Please list every question the interviewer asks in the strength coach interview below, quoting each one in full.

• GIVEN PASSAGE:
#####
I volunteered and worked in the weight room at Ball State, and that really got me moving in the strength field. After I graduated, I spent the summer down in Arizona working at Athletes’ Performance, and that pushed me further into realizing that this was something I wanted to do. It also helped me realize that a college setting was where I wanted to be rather than a private setting. While a private setting was good for making more money, the college setting was what I really wanted to deal with, and it was the age group of kids that I really felt comfortable with and that could really benefit. When kids come into college, they don’t really have a whole lot of experience.

From there, I was hired on as an assistant at the University of Buffalo, and that’s where I’ve been for the last seven years.

You’ve spent some time at Westside?

Yes, I did. I got hooked up with Louie and Dave in 2001. I went down to Columbus for an EliteFTS seminar that Dave was doing, and from there it was just a matter of keeping in touch and learning from those guys, and over the course of the next year or so, I would travel down to Columbus to train, as I really started getting into competitive powerlifting. I would go down there once a month with my husband, who I was dating at the time, and we would go down to train, and just learn, and talk to anybody we could about training.

So, I’ve been in touch with those guys for the last eight years, and it’s really been interesting to see which philosophies have changed and stayed the same, and how those guys continue to use that program not just with powerlifters, but for athletes as well. I’ve seen athletes come out of Westside who’ve really taken the system that’s used, and used it in the athletic field.

Can you contrast Athletes’ Performance with Westside?

Two totally different philosophies. Training with Mark (Verstegen) was good. I learned a lot about some different training techniques. Every coach that was at Athletes’ Performance really had a different coaching style and philosophy. There was a coach there that did utilize some “Westside” principles – the use of some bands and some chains. They weren’t really in the direct sense that Louie would use them, but the concept was there. Some of the other coaches were more of your Olympic lifting style coaches. A lot of the functional training, a lot of stability ball stuff, a lot of single leg work, balance work. We did do your typical squats and bench presses, but I wouldn’t say, unless it was a veteran athlete like some of the NFL guys who were coming in (those guys really focused on those lifts) – but anyone else who was maybe a younger athlete didn’t really squat or bench much at all. They did a lot of variations of those, doing single leg squats or dumbbell pressing. So in that sense it was a little different – not that it’s a bad thing to start athletes out with the basics – but I would say it was a little more of the functional type of training rather than the “Get ‘em in, get ‘em stronger” type.

Do you do any work with the football team at Buffalo?

Yes, I do. My time with the football team is limited because I have five other teams that I’m responsible for, so getting with the football team, especially within the last year or two, is hit or miss. When I can make it, I’m there. When I first started at Buffalo, probably from 2003 to 2006, I was heavily involved with the football team. Some of the other strength coaches at the time, we really all got together and everybody helped with football. Now that we have some new strength coaches in, some of the teams have been shifted around and I don’t get to football as much as I’d like to.

The recent football transformation at Buffalo has been astounding. As someone who’s been involved, what do you think are the main reasons behind their success?
#####
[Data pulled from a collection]
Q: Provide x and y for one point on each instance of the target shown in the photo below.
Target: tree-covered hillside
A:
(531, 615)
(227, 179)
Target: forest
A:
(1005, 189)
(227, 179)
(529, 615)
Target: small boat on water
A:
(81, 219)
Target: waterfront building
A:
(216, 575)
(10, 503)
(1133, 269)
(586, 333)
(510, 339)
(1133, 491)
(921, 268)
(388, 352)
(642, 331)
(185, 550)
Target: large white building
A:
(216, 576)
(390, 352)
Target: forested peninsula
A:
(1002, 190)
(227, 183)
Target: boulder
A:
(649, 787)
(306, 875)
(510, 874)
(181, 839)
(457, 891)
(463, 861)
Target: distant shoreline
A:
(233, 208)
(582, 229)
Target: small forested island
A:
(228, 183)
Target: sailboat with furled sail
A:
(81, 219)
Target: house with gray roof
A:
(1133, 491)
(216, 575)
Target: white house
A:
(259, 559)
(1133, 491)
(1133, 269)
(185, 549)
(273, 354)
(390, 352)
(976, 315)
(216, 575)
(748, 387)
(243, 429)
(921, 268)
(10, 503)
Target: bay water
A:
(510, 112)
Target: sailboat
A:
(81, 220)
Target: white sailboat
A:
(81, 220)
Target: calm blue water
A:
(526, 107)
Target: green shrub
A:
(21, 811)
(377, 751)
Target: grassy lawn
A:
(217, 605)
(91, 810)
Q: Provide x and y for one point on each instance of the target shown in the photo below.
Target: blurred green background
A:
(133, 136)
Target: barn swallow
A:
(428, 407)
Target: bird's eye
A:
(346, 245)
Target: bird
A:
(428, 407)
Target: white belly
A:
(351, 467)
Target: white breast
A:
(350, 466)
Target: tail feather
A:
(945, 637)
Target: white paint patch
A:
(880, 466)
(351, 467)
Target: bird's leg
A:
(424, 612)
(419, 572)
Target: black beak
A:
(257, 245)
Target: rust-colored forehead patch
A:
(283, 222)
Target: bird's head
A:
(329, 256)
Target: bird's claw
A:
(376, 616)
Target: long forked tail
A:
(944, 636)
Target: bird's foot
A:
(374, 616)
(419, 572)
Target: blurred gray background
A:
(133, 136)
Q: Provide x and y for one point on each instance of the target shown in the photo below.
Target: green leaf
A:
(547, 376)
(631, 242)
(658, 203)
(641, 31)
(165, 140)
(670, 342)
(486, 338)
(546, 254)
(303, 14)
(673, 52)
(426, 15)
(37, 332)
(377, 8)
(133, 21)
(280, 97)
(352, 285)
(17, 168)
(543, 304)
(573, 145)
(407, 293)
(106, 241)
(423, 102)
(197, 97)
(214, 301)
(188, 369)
#####
• THE RESULT:
- You’ve spent some time at Westside?
- Can you contrast Athletes’ Performance with Westside?
- Do you do any work with the football team at Buffalo?
- The recent football transformation at Buffalo has been astounding. As someone who’s been involved, what do you think are the main reasons behind their success?